● Tarea breve 1
Vuelve a escribir el pasaje del fragmento sobre el fuego en la Biblia que va desde "Si Dios es presentado" hasta "símbolo de lo divino." inclusive.

● Fragmento proporcionado

Pagará con su vida la elección de querer dar inicio a un mundo nuevo con su
fuego.
a.- Símbolo de lo divino
El fuego siempre ha despertado en el ser humano
emociones profundas.
También lo experimentamos nosotros. Si en un día frío de invierno nos sentamos
frente a la chimenea encendida con un libro en la mano, es difícil concentrarse
en la lectura porque el fuego atrae continuamente nuestra atención.
Encontramos esta
imagen del fuego en las leyendas y mitos de todos los pueblos. Recordamos a
Prometeo, que robó el fuego a los dioses. Esto indica que desde siempre los
seres humanos han percibido la presencia de algo celestial, divino, en el
fuego.
Esta imagen del
fuego se utilice a menudo también en la Biblia. Para comprender las palabras de
Jesús, debemos remontarnos al Antiguo Testamento, donde el término אֵשׁ, (esh) que
en hebreo significa "fuego", se escucha incluso el silbido de
la llama en este término y se usa casi 400 veces.
El fuego en la
Biblia es, ante todo, una imagen de lo divino. En el libro de Job, el
rayo es llamado "fuego de Dios" porque desciende del cielo
(cfr. Job 1, 16); La columna de fuego que acompaña al pueblo de Israel en el
desierto es la presencia de Dios, indicada por este fuego (cfr. Ex 13, 21-22); También
la llama que se presenta en la oscuridad de la noche, cuando Dios hace un pacto
con Abraham, pasando como llama de fuego a través de los animales divididos
(cfr. Gn 15, 17); Y en el libro del Éxodo, cuando Moisés sube al monte, Dios
desciende como fuego sobre el Sinaí (cfr. Ex 19, 18); Pero el relato más famoso
es el de la zarza que arde sin consumirse (cfr. Ex 3, 2-4). Y en el libro del
Deuteronomio se dice directamente: «Dios es un fuego que devora» (cfr. Dt
4, 24).
Si Dios es presentado
con la imagen del fuego, lo divino en el ser humano se presenta con la misma
imagen. Jeremías siente arder dentro de sí la palabra de Dios, que luego debe
anunciar al pueblo, y dice: «Yo me decía «no pensaré más en él, no hablaré
más en su nombre». Pero era dentro de mío como un fuego devorador encerrado en
mis huesos; me esforzaba en contenerlo, pero no podía» (cfr. Jr 20, 9). Esta
es la primera imagen que encontramos en el Antiguo Testamento: el fuego como
símbolo de lo divino.
b.- Símbolo de purificación
Pero el fuego no
solo sirve para cocinar o calentar, también quema y se convierte en el
símbolo de la purificación: Quema todo lo que estorba o molesta.
Por lo tanto, en
la Biblia, el fuego se utiliza como una imagen de la intervención de Dios para
eliminar todo el mal. Un ejemplo para todos es el de Sodoma y Gomorra,
incineradas por el fuego del cielo. Es la intervención de Dios contra la
corrupción moral que existe en el mundo, un fuego que purifica (cfr. Gn 19,
24-25).

● Tarea breve 2
Transcribe sin cambios las líneas de las filas que siguen desde la línea con "job: trace every instance of the front wheel" hasta la línea con "151 453 L 156" inclusive.

● Entradas proporcionadas

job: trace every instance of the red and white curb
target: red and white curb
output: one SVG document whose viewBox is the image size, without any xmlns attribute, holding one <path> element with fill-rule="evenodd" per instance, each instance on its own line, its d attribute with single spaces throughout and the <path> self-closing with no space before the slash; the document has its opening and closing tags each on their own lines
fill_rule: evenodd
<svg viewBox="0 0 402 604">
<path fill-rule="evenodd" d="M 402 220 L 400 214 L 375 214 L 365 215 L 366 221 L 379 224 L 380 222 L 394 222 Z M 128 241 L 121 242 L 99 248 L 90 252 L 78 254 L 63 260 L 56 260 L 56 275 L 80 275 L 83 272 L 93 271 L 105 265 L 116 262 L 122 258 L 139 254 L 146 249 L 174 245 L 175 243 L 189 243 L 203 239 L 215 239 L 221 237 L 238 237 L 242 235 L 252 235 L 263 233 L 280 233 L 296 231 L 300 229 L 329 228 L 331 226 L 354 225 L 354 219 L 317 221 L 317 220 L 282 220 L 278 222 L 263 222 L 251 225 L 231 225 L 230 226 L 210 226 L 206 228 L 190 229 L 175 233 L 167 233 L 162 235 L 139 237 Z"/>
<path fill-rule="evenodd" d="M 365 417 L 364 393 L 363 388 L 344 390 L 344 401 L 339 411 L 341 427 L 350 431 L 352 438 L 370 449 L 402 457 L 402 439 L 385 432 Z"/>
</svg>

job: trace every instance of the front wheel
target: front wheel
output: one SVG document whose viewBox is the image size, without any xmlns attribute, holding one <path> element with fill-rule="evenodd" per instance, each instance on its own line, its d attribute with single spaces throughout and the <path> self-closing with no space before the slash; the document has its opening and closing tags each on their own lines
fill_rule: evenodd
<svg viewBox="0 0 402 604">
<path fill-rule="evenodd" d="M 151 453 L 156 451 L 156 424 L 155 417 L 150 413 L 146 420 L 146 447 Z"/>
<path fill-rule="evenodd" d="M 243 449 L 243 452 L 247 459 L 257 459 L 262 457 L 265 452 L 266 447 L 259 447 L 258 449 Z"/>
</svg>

● Respuesta del ejercicio 1
Si Dios es presentado
con la imagen del fuego, lo divino en el ser humano se presenta con la misma
imagen. Jeremías siente arder dentro de sí la palabra de Dios, que luego debe
anunciar al pueblo, y dice: «Yo me decía «no pensaré más en él, no hablaré
más en su nombre». Pero era dentro de mío como un fuego devorador encerrado en
mis huesos; me esforzaba en contenerlo, pero no podía» (cfr. Jr 20, 9). Esta
es la primera imagen que encontramos en el Antiguo Testamento: el fuego como
símbolo de lo divino.

● Respuesta del ejercicio 2
job: trace every instance of the front wheel
target: front wheel
output: one SVG document whose viewBox is the image size, without any xmlns attribute, holding one <path> element with fill-rule="evenodd" per instance, each instance on its own line, its d attribute with single spaces throughout and the <path> self-closing with no space before the slash; the document has its opening and closing tags each on their own lines
fill_rule: evenodd
<svg viewBox="0 0 402 604">
<path fill-rule="evenodd" d="M 151 453 L 156 451 L 156 424 L 155 417 L 150 413 L 146 420 L 146 447 Z"/>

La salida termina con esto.